------ RECORDS SHOWN ------

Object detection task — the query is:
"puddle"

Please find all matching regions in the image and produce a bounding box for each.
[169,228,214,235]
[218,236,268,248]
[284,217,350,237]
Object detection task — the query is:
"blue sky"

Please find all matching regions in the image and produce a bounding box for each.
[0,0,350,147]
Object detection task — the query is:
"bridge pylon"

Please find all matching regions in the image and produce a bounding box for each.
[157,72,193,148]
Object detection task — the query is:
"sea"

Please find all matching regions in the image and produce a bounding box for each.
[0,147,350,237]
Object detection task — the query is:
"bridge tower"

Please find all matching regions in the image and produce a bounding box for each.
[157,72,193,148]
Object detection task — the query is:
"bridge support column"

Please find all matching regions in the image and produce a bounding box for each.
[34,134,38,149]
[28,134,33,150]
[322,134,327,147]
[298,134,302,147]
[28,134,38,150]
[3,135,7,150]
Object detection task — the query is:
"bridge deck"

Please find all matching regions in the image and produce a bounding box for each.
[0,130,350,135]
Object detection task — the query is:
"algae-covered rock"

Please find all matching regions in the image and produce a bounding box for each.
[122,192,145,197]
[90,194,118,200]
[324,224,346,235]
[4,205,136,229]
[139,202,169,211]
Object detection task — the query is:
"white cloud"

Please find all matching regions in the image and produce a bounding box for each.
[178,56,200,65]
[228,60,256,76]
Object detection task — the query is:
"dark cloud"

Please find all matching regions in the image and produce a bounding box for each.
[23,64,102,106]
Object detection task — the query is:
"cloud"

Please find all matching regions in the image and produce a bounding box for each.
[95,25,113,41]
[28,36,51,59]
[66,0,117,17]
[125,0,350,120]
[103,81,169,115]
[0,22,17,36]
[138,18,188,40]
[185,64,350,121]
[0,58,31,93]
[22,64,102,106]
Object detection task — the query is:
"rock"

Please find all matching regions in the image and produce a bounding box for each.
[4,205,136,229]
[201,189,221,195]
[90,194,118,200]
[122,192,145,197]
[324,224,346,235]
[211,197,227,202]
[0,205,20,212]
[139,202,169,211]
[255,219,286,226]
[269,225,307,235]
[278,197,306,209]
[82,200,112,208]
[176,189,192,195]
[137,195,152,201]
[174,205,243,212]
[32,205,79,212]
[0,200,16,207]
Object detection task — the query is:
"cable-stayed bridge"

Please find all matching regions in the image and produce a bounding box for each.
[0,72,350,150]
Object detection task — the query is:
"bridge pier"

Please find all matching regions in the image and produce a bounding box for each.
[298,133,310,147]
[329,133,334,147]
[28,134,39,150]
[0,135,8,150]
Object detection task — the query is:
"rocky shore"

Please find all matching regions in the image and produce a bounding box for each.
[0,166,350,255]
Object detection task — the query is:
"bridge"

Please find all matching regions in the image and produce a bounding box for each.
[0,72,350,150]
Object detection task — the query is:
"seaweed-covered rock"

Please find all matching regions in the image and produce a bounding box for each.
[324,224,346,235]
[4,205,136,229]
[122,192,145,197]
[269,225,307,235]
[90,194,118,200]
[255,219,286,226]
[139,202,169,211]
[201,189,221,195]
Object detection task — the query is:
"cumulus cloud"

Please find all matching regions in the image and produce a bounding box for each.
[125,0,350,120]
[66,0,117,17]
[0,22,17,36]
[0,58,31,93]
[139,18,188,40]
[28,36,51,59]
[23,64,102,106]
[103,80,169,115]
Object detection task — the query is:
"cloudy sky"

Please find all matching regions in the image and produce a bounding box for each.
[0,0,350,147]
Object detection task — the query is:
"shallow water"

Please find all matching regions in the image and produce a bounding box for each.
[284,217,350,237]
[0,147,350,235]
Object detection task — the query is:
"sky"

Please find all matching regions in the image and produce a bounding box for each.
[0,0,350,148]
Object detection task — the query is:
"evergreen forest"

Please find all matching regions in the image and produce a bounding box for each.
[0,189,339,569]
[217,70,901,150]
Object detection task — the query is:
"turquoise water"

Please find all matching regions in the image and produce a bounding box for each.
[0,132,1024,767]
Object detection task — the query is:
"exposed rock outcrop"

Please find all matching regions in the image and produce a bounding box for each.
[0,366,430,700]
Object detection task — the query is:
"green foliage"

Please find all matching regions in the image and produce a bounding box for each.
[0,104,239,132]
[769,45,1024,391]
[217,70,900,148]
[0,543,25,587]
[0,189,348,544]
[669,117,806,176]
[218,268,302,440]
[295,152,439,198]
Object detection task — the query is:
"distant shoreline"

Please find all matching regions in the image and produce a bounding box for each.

------

### AIM
How many lines in the listing above contain the string "bridge"? Treat case as significant, and reply with the number only.

### RESULT FOR THIS EXERCISE
7